* [What the exercise asks] In the data that follows, find the line containing "of the circular"; then quote that line and every line after it, exactly, through the last one.

□ □ □ □ □

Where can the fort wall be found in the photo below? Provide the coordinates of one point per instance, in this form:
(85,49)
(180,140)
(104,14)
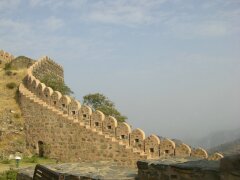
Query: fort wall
(5,56)
(71,131)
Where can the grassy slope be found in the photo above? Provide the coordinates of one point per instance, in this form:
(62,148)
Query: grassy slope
(11,124)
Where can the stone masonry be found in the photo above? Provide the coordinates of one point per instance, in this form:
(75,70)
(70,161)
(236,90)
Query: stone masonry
(58,126)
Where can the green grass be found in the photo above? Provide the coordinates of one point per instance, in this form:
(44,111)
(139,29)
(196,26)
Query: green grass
(6,165)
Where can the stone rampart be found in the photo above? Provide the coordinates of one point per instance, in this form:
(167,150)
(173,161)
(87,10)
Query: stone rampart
(5,56)
(60,127)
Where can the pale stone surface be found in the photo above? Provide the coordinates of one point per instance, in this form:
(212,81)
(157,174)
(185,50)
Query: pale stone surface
(167,147)
(94,170)
(199,153)
(137,138)
(123,132)
(152,146)
(69,131)
(182,150)
(109,126)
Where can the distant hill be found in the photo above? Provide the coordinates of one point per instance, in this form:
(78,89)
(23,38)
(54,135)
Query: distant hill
(229,148)
(215,139)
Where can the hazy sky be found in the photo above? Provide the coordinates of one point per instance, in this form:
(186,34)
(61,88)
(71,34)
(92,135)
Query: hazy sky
(171,66)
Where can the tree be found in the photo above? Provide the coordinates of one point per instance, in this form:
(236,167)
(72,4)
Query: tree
(100,102)
(56,84)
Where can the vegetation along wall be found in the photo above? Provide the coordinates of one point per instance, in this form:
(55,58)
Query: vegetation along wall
(58,126)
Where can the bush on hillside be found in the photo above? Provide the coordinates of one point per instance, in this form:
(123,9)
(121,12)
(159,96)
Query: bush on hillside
(9,73)
(7,66)
(56,84)
(11,85)
(9,175)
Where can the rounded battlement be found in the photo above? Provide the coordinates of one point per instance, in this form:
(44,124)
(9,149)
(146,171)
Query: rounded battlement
(96,122)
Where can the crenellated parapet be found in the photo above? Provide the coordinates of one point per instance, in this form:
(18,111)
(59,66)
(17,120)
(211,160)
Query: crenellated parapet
(5,56)
(121,133)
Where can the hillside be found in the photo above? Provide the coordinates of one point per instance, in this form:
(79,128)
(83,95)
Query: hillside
(229,148)
(215,139)
(12,138)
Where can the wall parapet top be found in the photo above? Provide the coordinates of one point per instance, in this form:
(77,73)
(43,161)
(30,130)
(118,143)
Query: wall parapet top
(97,121)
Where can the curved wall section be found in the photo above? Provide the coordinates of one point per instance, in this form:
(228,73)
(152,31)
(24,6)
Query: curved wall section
(72,132)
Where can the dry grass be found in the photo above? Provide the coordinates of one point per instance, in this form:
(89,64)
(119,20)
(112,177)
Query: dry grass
(12,121)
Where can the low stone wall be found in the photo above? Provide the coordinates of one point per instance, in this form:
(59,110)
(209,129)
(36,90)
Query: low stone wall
(88,171)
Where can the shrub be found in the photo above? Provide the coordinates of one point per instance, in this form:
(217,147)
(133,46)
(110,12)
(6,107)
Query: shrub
(11,85)
(6,161)
(17,115)
(9,73)
(9,175)
(33,159)
(8,66)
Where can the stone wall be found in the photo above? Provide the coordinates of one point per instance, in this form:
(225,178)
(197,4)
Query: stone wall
(5,56)
(58,125)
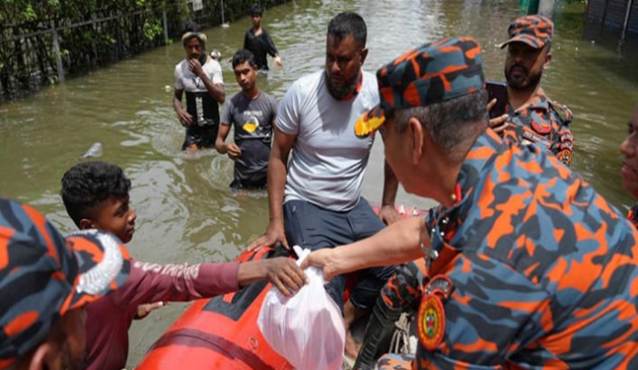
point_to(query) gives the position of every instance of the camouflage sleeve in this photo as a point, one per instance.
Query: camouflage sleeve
(491, 305)
(563, 143)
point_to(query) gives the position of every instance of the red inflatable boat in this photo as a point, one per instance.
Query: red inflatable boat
(221, 333)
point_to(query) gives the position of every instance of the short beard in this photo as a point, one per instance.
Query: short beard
(340, 93)
(529, 83)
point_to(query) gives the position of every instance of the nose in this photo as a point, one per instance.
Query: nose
(132, 217)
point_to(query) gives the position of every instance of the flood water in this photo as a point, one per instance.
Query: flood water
(186, 212)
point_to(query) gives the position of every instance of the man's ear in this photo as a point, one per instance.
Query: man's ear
(416, 133)
(86, 224)
(42, 358)
(548, 60)
(364, 55)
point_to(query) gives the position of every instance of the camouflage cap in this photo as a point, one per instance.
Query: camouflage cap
(533, 30)
(43, 275)
(432, 73)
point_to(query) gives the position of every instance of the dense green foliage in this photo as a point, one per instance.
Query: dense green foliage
(91, 33)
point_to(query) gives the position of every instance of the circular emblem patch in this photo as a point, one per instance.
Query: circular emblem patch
(431, 322)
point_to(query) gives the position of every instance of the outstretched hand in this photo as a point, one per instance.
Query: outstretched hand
(323, 259)
(389, 215)
(275, 234)
(284, 273)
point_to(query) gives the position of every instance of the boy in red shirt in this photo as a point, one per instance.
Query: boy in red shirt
(96, 196)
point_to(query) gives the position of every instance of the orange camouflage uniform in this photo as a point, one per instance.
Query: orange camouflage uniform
(541, 122)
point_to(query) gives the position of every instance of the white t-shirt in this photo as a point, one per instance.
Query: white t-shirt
(199, 103)
(328, 160)
(186, 80)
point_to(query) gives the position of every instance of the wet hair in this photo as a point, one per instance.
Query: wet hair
(195, 29)
(451, 123)
(243, 56)
(256, 9)
(86, 185)
(347, 23)
(191, 26)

□ □ □ □ □

* [Answer to this task]
point_to(query) gives the position of every instance of the circular emblem patch in this photo as a point, one per instance.
Query: circular emblem patch
(431, 322)
point_to(query) gives the position of every instance of the outstretched hand in this photo as a point, one per instance.
Query: outstretched hand
(323, 259)
(389, 215)
(275, 234)
(284, 273)
point_to(query) gives the position of every instance of the boy in red shirt in this photo as a point, one per instance.
Query: boy in red shirt
(96, 196)
point_to(query) gives the position of every instance of the orange camouflage uniform in this photo as a point, one per instance.
Query: orange camouflage uniform
(541, 122)
point_to(query) gives the position of every instance of the white t-shirt in this photo as a point, one per instance.
Query: white t-shirt
(199, 103)
(328, 160)
(186, 80)
point_to(query) gives the position of every instance of the wet hair in this photo as a point, one per instance.
Query: wet hair
(195, 29)
(451, 123)
(243, 56)
(256, 9)
(86, 185)
(347, 23)
(191, 26)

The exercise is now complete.